Scan the entries below. Report each line where the string "white" occurs.

□ □ □ □ □

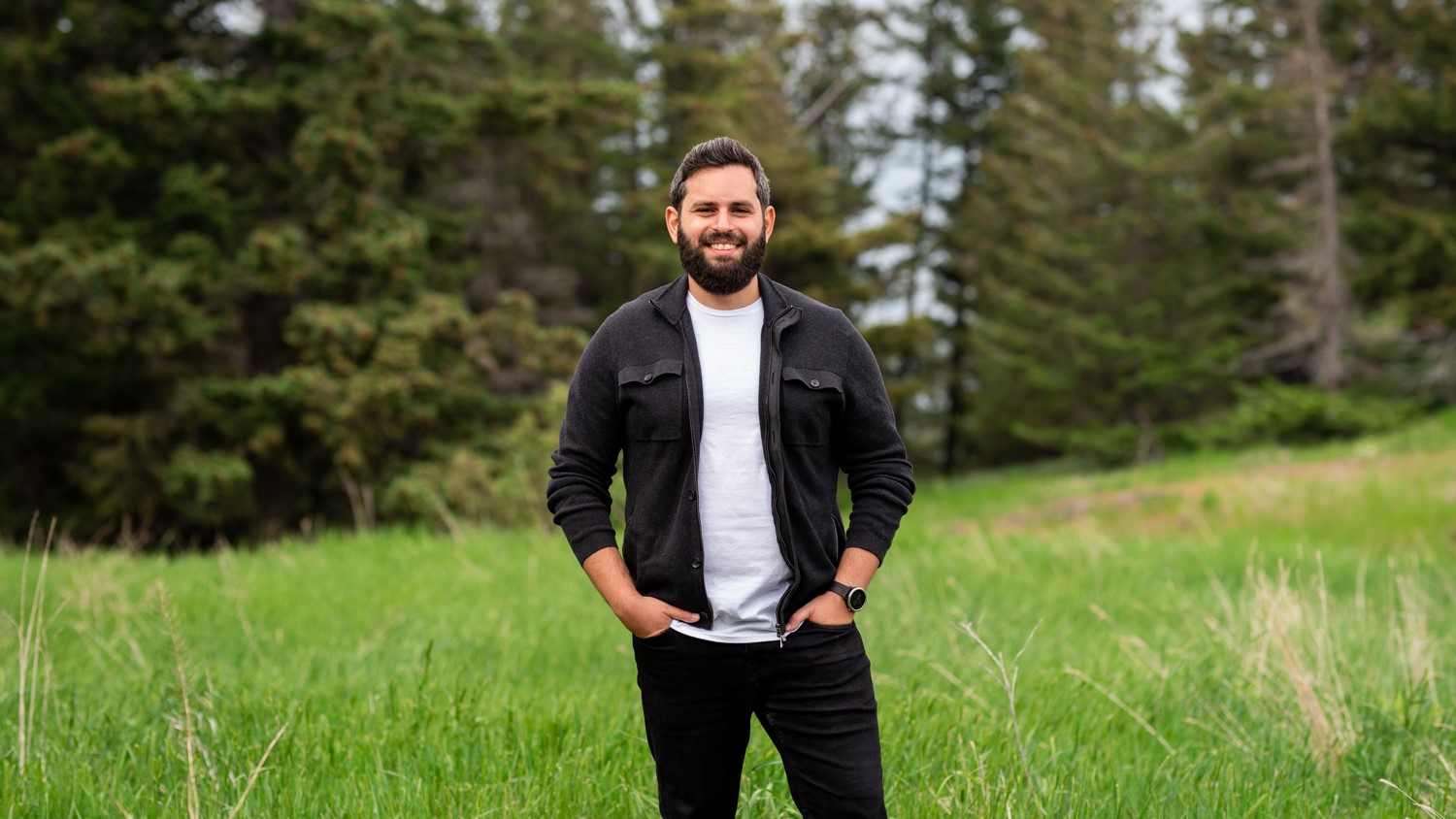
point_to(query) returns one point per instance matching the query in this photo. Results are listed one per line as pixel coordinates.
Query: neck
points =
(733, 302)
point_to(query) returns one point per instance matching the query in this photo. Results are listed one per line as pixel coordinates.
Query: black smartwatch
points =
(853, 597)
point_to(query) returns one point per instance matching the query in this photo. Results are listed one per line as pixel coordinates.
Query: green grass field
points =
(1264, 633)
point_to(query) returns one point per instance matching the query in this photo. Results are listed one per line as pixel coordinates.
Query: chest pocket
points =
(811, 402)
(652, 399)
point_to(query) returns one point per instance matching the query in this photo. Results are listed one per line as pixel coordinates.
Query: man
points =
(734, 404)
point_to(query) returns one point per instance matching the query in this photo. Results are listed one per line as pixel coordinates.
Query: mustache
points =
(718, 236)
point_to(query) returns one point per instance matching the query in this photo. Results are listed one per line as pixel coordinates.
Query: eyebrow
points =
(737, 204)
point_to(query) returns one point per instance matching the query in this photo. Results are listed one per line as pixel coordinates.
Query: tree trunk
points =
(1333, 299)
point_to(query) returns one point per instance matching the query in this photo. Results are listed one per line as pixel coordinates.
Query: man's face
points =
(721, 232)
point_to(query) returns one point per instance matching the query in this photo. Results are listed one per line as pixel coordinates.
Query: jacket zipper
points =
(692, 416)
(775, 457)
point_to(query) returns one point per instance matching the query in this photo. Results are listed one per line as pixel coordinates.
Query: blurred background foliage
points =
(271, 265)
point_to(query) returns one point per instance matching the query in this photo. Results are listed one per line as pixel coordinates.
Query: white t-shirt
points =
(743, 568)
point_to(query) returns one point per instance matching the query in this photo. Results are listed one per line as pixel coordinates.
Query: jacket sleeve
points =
(871, 452)
(579, 490)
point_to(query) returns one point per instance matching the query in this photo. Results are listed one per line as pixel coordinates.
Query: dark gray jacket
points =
(821, 410)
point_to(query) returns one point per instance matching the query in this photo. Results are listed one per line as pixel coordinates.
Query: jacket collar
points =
(672, 300)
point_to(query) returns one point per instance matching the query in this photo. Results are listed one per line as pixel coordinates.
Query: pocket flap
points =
(814, 378)
(648, 373)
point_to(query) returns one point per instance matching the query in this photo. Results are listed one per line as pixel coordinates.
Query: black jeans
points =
(812, 697)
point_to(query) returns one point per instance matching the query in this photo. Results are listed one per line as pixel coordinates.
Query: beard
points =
(727, 277)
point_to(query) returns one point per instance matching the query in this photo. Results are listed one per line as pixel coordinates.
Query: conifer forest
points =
(281, 265)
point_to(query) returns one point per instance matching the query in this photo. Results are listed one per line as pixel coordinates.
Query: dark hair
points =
(722, 151)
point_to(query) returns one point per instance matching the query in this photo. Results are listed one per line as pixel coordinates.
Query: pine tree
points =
(1398, 148)
(1103, 314)
(1264, 92)
(238, 261)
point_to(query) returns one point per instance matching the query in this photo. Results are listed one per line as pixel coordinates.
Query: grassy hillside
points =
(1266, 633)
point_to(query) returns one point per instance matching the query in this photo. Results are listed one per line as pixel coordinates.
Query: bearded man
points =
(734, 404)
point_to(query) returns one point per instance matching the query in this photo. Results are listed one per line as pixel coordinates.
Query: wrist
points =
(852, 597)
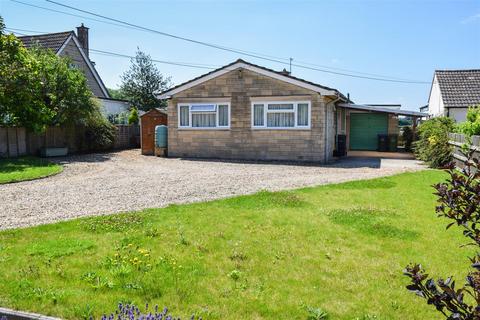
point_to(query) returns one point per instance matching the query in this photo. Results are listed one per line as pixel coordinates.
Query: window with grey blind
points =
(205, 115)
(223, 115)
(302, 114)
(184, 116)
(281, 115)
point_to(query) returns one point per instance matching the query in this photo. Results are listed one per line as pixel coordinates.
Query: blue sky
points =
(402, 39)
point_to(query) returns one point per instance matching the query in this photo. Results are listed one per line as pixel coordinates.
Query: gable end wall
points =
(73, 53)
(241, 141)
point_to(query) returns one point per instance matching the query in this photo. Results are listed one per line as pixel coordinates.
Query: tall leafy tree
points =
(142, 81)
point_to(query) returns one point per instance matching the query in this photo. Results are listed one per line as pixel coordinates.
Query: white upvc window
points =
(204, 115)
(281, 114)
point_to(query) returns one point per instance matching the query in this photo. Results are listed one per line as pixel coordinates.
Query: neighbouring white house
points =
(452, 92)
(76, 47)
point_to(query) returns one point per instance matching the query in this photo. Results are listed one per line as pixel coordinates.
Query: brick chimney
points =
(82, 35)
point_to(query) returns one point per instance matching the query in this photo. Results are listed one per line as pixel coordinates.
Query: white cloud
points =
(471, 19)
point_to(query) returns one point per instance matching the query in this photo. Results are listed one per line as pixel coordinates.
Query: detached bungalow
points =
(452, 92)
(245, 111)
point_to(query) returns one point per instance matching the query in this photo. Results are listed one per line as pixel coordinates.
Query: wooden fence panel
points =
(126, 136)
(3, 143)
(16, 142)
(12, 142)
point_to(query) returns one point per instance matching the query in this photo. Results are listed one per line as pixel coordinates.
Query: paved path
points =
(125, 181)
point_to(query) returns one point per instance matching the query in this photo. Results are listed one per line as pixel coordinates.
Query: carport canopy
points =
(365, 126)
(399, 112)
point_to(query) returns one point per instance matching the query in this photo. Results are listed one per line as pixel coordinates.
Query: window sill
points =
(284, 128)
(202, 129)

□ □ □ □ □

> RESULT OF THE TASK:
Query: white t-shirt
Query: white upvc window
Query: neighbouring white house
Query: white cloud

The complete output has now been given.